DOCUMENT EXCERPT
***

Many ESCO marketers promise utility customers they will save money on their utility bills. However, it is very difficult for customers who switch to ESCO service to know whether they are paying more or less for electricity or gas than if they had continued to take full service from the utility. The reason for this is that the PSC has required utility prices to change significantly from month to month without notice to consumers.
The utilities buy ESCO receivables for residential service and collect the bills for ESCO service through their regular utility billing, often under threat of shutoff if amounts demanded are not paid. The utilities, therefore, have the data on the residential ESCO charges. Under the Home Energy Fair Practices Act (HEFPA), utilities are required to base payment plans on what the utility would have charged or what the ESCO charged, whichever is less. So, they also have the capability to make comparisons between ESCO charges and utility charges, which when investigated, shows evidence of systematic overcharging.
In the 2012 Niagara Mohawk (Nat’l Grid) electric and gas rate cases, the Utility Project discovered after analyzing more than 2 million NIMO residential electric and gas customer bills (covering a 2yr period), that ESCOs generally charged considerably more for electricity and gas than the utility would charge if the customer had not switched. The ESCOs’ claim that this information provided under seal in discovery was a “trade secret” was rejected, and the information eventually became public.
Utility Project analysis of the NIMO data found that many of those paying significantly higher charges for ESCO Service are low income customers who may have switched based on high pressure door to door or telephone solicitations promising lower prices.
The data showed:
- For low-income customers, 91.5% of electricity bills and 93.4% of gas bills were higher for those customers who had switched to ESCO service. Only 8.5% of electricity bills and 6.6% of gas bills were lower.
- The data also shows that the net extra cost incurred by ESCO customers over what they would be charged by Niagara Mohawk was $101,775,321 for electricity and $27,375,032 for gas.
- An estimated 207,842 customers (84.3%) paid $103,711,214 more for ESCO electricity service while an estimated 107,225 customers (92.1%) paid $27,931,488 more for ESCO gas service.
On October 19, 2012, the PSC began a generic investigation and review of ESCO service and retail markets in Case 98-M-1343, etc. In response to the Commission’s notice seeking comments, AARP and the Utility Project filed Comments urging numerous reforms, including
•greater price transparency;
•improved protections against slamming;
•improved protection against deceptive, misleading, and high pressure sales tactics;
•means to facilitate ESCO price comparison; and
•a ban on marketing of ESCO service to low-income customers.
In its February 25, 2014 decision and order, PSC adopted a number of measures, including a requirement that utilities to put bill calculators on their websites so ESCO customers (with internet access) can check to see if they are paying more. The PSC also barred ESCOs from reselling commodity electricity and gas to low income customers — unless they also provide some additional, unspecified “value-added” service.

***

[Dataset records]
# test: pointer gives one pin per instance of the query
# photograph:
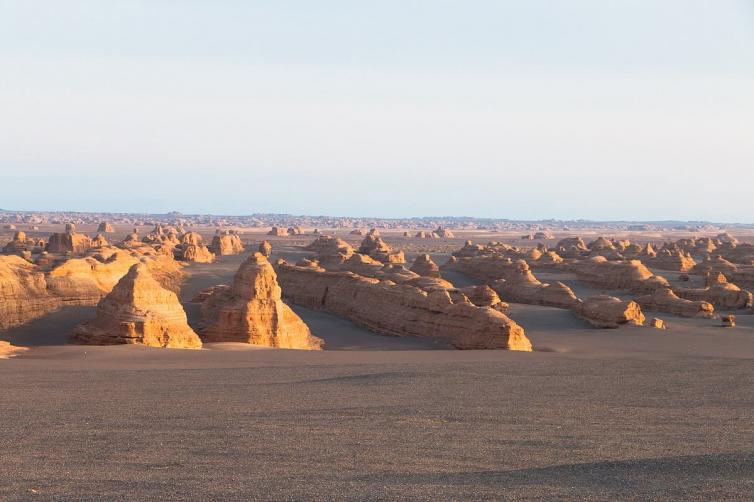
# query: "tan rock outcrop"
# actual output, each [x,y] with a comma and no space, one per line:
[23,292]
[676,260]
[278,232]
[604,311]
[99,241]
[84,281]
[484,296]
[514,281]
[444,233]
[572,242]
[401,310]
[265,248]
[69,242]
[423,265]
[657,323]
[105,228]
[375,247]
[20,244]
[330,249]
[139,310]
[227,243]
[719,292]
[7,350]
[664,300]
[192,248]
[629,275]
[252,311]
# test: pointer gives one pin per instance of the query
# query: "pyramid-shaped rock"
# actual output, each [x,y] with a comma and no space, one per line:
[139,310]
[252,311]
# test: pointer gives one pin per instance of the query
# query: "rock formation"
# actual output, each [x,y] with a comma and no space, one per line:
[514,281]
[22,243]
[423,265]
[657,323]
[604,311]
[193,249]
[265,249]
[227,243]
[629,275]
[330,250]
[484,296]
[676,260]
[139,310]
[69,242]
[99,241]
[378,249]
[23,292]
[664,300]
[719,292]
[545,235]
[105,228]
[7,350]
[252,311]
[444,233]
[401,310]
[278,232]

***

WRITTEN PROBLEM
Please continue the text above on ESCO charges and the PSC review, picking up right after its final sentence.

RESULT OF THIS TASK
The ESCOs petitioned for rehearing, and numerous critical aspects of the Order were stayed, including the restriction on marketing ESCO service to low-income customers.Nearly a year later, on February 6, 2015, the PSC issued an Order Granting and Denying Rehearing Petitions in Part. The Commission expressed concern that ESCOs preying upon low-income customers could negate the Commission’s initiatives to improve affordability and reduce energy burdens of low-income customers.
The PSC said the following in the February Order:[T]he Commission has authorized more than $100 million annually for ratepayer-funded low-income discount programs administered by the utilities. These ratepayer funds augment taxpayer funds that provide financial assistance to utility customers through HEAP. The purpose of these important assistance programs is subverted if these significant ratepayer and taxpayer funds are merely passed through to ESCOs for comparatively higher priced gas and electricity, without any corresponding value for Assistance Program Participants. Further, diminishing the value of these financial assistance programs in relation to Assistance Program Participants’ bills will make it more difficult for those consumers to pay their utility bills in full. The increased arrears and utility shut-offs that result are detrimental to both customers and utilities, and interfere with the Commission’s interest in minimizing the unnecessary termination of electricity and natural gas service to residential customers.
The PSC reiterated in its rehearing decision:
The ESCO must guarantee that the customer will pay no more, on an annual basis, than the customer would have paid as a full service customer of the utility, or the ESCO must provide Assistance Program Participants with energy-related value-added products or services.
The PSC Staff recently issued a notice scheduling a collaborative meeting on March 19, 2015, to consider the definition of “value-added” ESCO service, and mechanisms to protect low-income customers, including third party verification of switching.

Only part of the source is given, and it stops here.